- [Description of the task]: Retype the entries below word for word, leaving none out.

- [Supplied material]:
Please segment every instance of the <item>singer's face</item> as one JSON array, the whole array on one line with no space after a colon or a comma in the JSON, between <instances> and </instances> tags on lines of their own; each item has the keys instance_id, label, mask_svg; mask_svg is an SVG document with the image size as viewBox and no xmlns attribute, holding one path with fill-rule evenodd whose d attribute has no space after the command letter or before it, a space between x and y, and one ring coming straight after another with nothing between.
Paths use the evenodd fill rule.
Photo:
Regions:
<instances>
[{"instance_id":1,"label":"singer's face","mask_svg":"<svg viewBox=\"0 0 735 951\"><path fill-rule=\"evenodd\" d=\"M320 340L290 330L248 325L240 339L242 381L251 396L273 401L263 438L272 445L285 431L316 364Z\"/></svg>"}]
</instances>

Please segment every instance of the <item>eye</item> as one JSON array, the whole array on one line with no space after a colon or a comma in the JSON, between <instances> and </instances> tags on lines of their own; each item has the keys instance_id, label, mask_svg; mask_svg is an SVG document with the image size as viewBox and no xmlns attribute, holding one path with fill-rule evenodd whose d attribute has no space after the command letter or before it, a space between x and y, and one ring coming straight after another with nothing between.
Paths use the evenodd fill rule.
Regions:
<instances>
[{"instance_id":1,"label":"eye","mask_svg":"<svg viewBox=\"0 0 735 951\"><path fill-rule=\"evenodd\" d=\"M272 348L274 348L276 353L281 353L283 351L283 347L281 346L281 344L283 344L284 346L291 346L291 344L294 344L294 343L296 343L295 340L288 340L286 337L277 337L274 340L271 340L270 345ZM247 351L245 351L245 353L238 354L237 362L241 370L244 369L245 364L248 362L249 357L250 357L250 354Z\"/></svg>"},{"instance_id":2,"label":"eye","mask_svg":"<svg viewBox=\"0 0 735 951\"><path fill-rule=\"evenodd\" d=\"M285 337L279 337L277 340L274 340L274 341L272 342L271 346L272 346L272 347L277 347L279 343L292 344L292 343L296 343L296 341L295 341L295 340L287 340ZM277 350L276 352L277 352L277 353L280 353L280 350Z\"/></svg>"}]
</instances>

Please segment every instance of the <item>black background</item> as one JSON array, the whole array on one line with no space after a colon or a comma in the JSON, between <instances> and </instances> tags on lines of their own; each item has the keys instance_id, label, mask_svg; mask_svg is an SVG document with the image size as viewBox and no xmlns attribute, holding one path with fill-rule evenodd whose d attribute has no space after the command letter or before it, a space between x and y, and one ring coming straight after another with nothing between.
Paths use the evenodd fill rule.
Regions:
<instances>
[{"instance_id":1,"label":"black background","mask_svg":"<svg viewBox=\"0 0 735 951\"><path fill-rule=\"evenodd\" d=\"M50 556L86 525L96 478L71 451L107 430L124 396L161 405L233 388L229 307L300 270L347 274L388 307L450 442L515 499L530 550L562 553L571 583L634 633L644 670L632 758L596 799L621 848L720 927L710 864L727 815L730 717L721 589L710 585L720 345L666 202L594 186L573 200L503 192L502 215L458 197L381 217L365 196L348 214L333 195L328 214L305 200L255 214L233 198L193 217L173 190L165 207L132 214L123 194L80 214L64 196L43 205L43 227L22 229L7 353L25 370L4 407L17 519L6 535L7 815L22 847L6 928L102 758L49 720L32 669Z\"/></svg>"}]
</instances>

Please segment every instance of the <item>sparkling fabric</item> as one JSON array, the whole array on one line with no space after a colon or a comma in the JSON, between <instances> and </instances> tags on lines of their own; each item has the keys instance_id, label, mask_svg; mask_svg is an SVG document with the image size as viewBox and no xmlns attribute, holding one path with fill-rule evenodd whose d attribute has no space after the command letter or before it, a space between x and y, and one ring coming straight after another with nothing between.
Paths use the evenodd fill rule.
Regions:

- [Solution for this task]:
Please segment every instance of the <item>singer's face</item> as one JSON array, the whole array on one line with no space after a colon or a comma in the JSON, between <instances> and </instances> tags on lines of their own; each item has the keys instance_id, label, mask_svg; mask_svg is an SVG document with the image size as viewBox and no xmlns attribute, holding one path with fill-rule evenodd whose d attribute has no space after the command letter or before it, a space between x and y, and one ring coming straight after another with nothing between.
Paths use the evenodd fill rule.
Photo:
Regions:
<instances>
[{"instance_id":1,"label":"singer's face","mask_svg":"<svg viewBox=\"0 0 735 951\"><path fill-rule=\"evenodd\" d=\"M320 340L290 330L248 325L240 339L242 381L251 396L273 401L263 438L272 445L285 431L316 364Z\"/></svg>"}]
</instances>

Please segment every instance of the <item>eye</item> as one JSON array, the whole array on one line with no space after a colon or a comma in the JSON, between <instances> and </instances> tags on lines of their own; each item has the keys instance_id, label, mask_svg; mask_svg is an SVG document with the image size as viewBox and no xmlns attribute, holding one path with fill-rule evenodd whose d attribute has no space after the command letter or before it, a space between x and y, and one ring coming straight after another with nothing between.
Paths use the evenodd fill rule.
Regions:
<instances>
[{"instance_id":1,"label":"eye","mask_svg":"<svg viewBox=\"0 0 735 951\"><path fill-rule=\"evenodd\" d=\"M272 348L274 348L276 353L281 353L283 351L283 347L281 346L281 344L283 344L284 346L291 346L291 344L294 344L294 343L296 343L295 340L288 340L286 337L277 337L274 340L271 340L270 345ZM247 351L245 351L245 353L238 354L237 362L241 370L244 369L245 364L248 362L249 357L250 357L250 354Z\"/></svg>"},{"instance_id":2,"label":"eye","mask_svg":"<svg viewBox=\"0 0 735 951\"><path fill-rule=\"evenodd\" d=\"M285 337L279 337L277 340L274 340L274 341L272 342L271 346L272 346L272 347L277 347L279 343L292 344L292 343L296 343L296 341L295 341L295 340L287 340ZM277 350L276 352L277 352L277 353L280 353L280 350Z\"/></svg>"}]
</instances>

Please segment every instance of the <item>black background</item> as one JSON array, the whole array on one line with no space after a colon or a comma in the JSON, between <instances> and </instances> tags on lines of their own; each item has the keys instance_id, label, mask_svg; mask_svg is an SVG document with the image size as viewBox and no xmlns attribute, holding one path with fill-rule evenodd whose d attribute has no space after the command letter or before it, a space between x and y, and one ring coming straight after another with nothing between.
Paths use the evenodd fill rule.
Regions:
<instances>
[{"instance_id":1,"label":"black background","mask_svg":"<svg viewBox=\"0 0 735 951\"><path fill-rule=\"evenodd\" d=\"M50 556L86 525L96 478L71 451L107 430L124 396L161 405L233 388L229 307L300 270L347 274L388 307L450 442L515 499L530 550L562 553L571 583L634 633L644 670L632 758L596 799L621 848L720 927L710 864L727 815L730 717L721 589L710 585L720 345L666 202L594 186L573 200L503 192L502 215L458 197L381 217L365 196L348 214L333 195L328 214L305 200L255 214L233 198L193 217L173 190L165 207L132 214L123 194L80 214L64 196L43 205L43 227L22 229L7 353L25 370L4 407L17 519L6 535L7 815L22 847L6 928L102 758L49 720L32 669Z\"/></svg>"}]
</instances>

Please segment every instance of the <item>sparkling fabric</item> as one JSON array, the whole array on one line with no space after a colon or a comma in the JSON, between <instances> and </instances> tags on lines of their own; each item has the keys instance_id, label, mask_svg; mask_svg is an SVG document with the image size as viewBox and no xmlns attribute, holding one path with fill-rule evenodd whose d attribute has no space after the command letter or before it, a space between x and y, and one ring coming straight after another with nothing between.
Paths use the evenodd fill rule.
Regions:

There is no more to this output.